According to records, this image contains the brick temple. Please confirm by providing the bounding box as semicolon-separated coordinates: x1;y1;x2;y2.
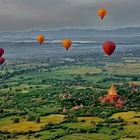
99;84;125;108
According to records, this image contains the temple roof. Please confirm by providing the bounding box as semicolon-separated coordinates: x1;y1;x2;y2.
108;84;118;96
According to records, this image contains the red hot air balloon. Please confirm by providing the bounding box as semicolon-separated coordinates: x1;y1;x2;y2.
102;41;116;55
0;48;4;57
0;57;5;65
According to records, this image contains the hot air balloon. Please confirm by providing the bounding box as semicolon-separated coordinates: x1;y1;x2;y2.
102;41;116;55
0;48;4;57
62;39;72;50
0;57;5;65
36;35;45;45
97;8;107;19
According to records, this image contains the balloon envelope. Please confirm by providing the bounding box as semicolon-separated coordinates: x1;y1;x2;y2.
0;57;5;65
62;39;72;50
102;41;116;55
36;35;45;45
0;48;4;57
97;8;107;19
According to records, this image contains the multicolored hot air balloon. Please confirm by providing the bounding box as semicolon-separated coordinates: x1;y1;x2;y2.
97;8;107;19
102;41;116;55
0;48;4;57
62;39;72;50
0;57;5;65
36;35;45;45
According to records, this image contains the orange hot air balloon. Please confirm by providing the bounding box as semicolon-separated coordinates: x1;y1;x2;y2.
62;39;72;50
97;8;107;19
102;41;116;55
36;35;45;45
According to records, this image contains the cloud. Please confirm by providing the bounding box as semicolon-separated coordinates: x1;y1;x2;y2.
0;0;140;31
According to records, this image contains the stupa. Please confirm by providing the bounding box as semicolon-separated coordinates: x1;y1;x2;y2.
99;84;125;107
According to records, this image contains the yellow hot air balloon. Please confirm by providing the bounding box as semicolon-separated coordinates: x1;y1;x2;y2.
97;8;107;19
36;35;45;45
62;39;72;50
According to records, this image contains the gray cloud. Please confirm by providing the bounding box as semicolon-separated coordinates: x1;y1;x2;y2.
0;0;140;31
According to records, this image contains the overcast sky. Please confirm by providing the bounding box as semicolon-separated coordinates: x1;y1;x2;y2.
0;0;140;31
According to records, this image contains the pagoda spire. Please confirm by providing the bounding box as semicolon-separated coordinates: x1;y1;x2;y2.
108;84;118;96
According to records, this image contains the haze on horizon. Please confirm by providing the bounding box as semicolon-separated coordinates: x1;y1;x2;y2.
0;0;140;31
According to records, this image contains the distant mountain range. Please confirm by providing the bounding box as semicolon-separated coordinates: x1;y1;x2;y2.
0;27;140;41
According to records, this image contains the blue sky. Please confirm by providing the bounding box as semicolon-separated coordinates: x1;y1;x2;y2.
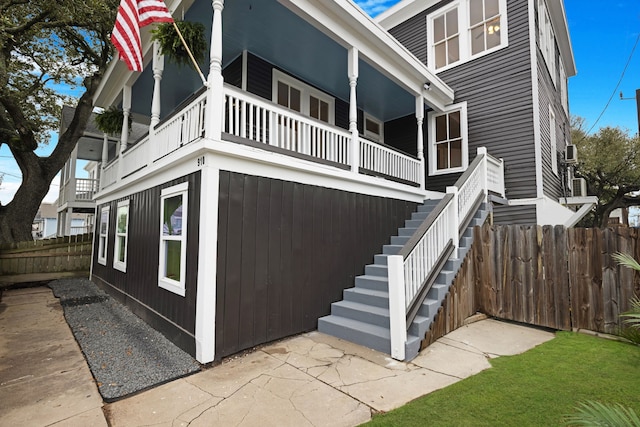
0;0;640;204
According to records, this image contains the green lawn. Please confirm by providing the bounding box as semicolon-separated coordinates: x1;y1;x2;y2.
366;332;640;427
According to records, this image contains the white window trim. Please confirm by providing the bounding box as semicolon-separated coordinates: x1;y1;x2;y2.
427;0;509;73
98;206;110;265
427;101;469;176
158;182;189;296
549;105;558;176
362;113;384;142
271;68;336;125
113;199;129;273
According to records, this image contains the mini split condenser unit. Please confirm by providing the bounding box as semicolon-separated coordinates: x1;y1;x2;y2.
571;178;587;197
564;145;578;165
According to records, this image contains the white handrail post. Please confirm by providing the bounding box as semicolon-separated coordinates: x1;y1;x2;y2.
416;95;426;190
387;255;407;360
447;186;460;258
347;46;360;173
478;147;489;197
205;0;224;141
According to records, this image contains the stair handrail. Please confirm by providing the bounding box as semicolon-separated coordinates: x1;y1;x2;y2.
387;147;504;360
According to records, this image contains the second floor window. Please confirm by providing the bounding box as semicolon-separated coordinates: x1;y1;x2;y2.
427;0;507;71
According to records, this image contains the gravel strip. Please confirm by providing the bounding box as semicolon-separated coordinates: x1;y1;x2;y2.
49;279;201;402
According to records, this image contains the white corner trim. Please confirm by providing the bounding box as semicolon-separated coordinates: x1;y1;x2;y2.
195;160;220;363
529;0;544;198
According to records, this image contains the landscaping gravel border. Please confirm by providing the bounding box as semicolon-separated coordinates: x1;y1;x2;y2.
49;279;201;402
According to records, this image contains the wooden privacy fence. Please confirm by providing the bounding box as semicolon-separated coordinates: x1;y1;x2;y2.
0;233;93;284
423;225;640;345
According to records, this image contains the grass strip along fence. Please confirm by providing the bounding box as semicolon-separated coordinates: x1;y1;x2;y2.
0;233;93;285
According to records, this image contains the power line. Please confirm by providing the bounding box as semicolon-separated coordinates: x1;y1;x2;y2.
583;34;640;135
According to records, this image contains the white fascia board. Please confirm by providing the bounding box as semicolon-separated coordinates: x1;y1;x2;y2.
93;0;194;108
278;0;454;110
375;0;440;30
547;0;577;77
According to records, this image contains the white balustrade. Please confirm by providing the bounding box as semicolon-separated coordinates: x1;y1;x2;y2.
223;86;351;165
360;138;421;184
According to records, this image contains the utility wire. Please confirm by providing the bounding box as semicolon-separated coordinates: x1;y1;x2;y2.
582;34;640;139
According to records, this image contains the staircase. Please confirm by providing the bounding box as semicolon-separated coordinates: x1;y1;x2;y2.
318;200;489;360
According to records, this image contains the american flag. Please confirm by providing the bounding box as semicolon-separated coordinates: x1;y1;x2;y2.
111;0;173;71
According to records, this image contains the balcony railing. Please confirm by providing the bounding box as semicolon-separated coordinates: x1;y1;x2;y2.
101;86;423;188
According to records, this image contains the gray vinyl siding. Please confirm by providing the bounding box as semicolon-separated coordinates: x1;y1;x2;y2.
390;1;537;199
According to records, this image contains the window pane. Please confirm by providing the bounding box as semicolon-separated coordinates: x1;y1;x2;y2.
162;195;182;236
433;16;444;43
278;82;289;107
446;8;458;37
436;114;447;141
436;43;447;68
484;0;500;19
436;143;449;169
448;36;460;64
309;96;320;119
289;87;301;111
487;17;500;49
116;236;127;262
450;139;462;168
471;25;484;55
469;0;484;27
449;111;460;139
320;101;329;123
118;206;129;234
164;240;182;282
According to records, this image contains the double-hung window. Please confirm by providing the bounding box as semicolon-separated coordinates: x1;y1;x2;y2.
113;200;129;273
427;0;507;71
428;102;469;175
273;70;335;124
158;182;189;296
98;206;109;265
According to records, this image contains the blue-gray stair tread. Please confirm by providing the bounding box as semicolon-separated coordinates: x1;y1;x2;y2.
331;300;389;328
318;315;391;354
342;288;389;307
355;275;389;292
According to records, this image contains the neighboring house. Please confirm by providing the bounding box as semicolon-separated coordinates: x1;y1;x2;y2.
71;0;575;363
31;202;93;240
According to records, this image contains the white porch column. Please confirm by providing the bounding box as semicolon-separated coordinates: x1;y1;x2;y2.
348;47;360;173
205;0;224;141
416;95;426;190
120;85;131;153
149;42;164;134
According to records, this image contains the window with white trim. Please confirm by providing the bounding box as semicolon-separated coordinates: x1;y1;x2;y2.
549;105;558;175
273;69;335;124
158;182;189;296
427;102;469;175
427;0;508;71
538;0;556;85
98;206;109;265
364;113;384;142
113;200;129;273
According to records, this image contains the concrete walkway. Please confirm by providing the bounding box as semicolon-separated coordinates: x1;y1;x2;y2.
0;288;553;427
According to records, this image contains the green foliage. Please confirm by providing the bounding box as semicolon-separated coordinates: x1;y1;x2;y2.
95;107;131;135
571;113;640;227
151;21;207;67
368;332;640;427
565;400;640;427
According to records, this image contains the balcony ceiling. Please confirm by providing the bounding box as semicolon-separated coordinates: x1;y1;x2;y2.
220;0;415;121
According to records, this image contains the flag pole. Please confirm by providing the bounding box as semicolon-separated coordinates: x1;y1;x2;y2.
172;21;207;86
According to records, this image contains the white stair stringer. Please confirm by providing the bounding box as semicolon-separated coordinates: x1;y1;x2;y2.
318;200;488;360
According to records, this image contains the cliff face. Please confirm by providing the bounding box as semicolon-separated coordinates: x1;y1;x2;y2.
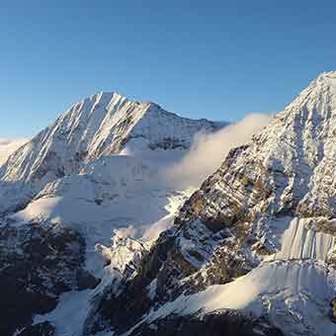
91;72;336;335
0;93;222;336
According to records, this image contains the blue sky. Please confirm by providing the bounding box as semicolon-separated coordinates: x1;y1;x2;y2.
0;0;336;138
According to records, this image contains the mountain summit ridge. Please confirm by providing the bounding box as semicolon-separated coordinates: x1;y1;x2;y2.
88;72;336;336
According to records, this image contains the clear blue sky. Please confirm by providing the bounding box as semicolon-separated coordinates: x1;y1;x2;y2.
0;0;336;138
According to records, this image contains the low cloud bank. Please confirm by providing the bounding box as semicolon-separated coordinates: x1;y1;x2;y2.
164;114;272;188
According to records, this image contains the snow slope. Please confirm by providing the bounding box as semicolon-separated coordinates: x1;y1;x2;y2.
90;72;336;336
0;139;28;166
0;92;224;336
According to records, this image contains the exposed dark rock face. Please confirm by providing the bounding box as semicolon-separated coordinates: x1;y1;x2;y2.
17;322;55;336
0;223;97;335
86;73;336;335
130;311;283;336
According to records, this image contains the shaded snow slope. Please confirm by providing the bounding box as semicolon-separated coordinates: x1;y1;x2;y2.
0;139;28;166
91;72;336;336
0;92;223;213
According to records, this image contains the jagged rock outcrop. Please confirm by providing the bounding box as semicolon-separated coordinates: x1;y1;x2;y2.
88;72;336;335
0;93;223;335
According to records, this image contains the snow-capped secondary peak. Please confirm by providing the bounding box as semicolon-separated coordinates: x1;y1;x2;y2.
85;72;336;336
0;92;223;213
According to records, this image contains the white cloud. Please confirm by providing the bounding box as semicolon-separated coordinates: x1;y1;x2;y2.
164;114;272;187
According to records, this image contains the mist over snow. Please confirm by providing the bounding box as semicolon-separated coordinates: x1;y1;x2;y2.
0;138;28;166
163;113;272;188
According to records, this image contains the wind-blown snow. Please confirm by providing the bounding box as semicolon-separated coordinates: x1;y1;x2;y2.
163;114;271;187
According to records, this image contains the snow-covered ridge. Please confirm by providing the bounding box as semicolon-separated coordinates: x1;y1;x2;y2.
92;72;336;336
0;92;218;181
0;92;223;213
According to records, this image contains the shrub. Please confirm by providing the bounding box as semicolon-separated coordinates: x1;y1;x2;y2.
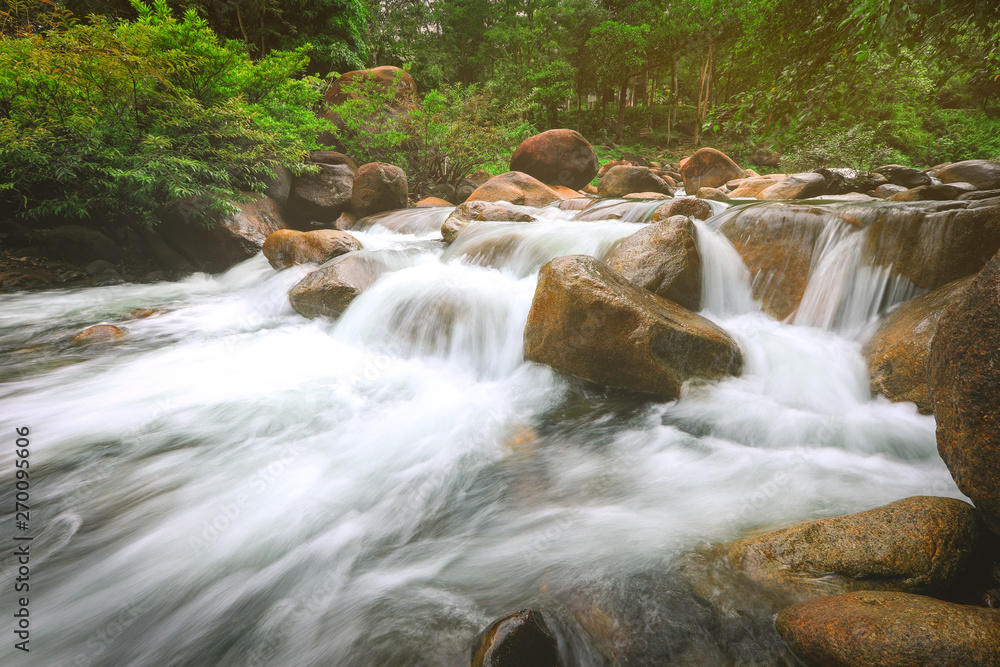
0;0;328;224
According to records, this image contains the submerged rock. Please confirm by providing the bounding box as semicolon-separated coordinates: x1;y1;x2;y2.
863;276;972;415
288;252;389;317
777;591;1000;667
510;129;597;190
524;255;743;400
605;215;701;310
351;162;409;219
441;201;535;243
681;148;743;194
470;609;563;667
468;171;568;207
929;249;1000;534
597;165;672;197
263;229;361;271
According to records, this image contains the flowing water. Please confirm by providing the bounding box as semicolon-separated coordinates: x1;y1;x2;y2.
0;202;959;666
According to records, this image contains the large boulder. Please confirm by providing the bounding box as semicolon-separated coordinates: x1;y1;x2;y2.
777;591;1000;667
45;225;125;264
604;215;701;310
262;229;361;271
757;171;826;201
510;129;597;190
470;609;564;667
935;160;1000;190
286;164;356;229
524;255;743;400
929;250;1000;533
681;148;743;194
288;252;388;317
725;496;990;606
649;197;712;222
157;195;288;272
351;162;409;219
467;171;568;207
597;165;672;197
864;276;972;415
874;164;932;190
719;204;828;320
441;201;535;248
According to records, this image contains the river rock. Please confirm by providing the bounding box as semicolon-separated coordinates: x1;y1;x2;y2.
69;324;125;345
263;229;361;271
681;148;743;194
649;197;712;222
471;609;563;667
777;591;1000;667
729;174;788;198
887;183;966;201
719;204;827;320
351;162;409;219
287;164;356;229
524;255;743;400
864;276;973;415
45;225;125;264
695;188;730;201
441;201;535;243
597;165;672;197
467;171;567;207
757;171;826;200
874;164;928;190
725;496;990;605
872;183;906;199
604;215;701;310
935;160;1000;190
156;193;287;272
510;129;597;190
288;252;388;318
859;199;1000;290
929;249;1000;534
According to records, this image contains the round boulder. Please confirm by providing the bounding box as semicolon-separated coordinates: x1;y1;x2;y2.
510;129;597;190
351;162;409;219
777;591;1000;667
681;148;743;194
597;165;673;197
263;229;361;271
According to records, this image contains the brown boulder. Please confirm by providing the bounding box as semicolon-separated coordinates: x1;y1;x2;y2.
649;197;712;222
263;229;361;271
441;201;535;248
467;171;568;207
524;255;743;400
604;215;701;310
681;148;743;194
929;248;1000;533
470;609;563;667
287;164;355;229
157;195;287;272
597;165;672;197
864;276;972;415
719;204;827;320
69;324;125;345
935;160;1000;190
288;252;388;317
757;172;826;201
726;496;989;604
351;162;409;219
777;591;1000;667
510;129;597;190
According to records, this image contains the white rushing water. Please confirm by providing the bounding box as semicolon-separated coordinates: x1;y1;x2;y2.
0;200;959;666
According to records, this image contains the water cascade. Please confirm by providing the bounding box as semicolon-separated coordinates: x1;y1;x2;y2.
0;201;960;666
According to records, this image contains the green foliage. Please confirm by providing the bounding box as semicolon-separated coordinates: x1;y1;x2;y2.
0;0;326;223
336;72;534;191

* * *

**书面任务:** 将记录中从含有“According to records, this image contains the shaded”的那一行起、到含有“0;0;328;224”的那一行止的部分重新写出，首尾两行都包括在内，把其中的“shrub”替换为“bush”，其余内容一律不变。答案中不写图片。

**任务答案:**
According to records, this image contains the shaded snow slope. Please confirm by providing the bounding box as semicolon-separated coordinates: x1;y1;x2;y2.
0;139;28;166
91;72;336;336
0;92;223;213
According to records, this image contains the jagged rock outcrop. Please confirm by providing the bounding box as semicolon-separated coordinates: x1;y1;x2;y2.
88;72;336;335
0;93;223;335
According to records, this image contains the snow-capped secondary peak. Please confirm by providing the bounding box as semicolon-separated coordinates: x1;y1;x2;y2.
85;72;336;336
0;92;223;213
According to records, this image contains the white cloud. Please confirm by providing the bounding box as semicolon-separated coordinates: x1;y1;x2;y2.
164;114;272;187
According to records, this image contains the mist over snow. Please confirm by providing the bounding box as semicolon-separated coordinates: x1;y1;x2;y2.
0;138;28;166
163;113;272;188
According to records, this image contains the wind-blown snow. Please confirm by providing the bounding box as semicolon-separated coordinates: x1;y1;x2;y2.
163;114;271;187
According to records, this image contains the snow-covered ridge. Please confirm by providing the bounding box as semicolon-separated coordinates: x1;y1;x2;y2.
92;72;336;336
0;92;218;181
0;92;223;213
According to records, this image contains the bush. Please confirm by providing the bounding box as semicolon-separated coordinates: x1;y1;x2;y2.
0;0;328;224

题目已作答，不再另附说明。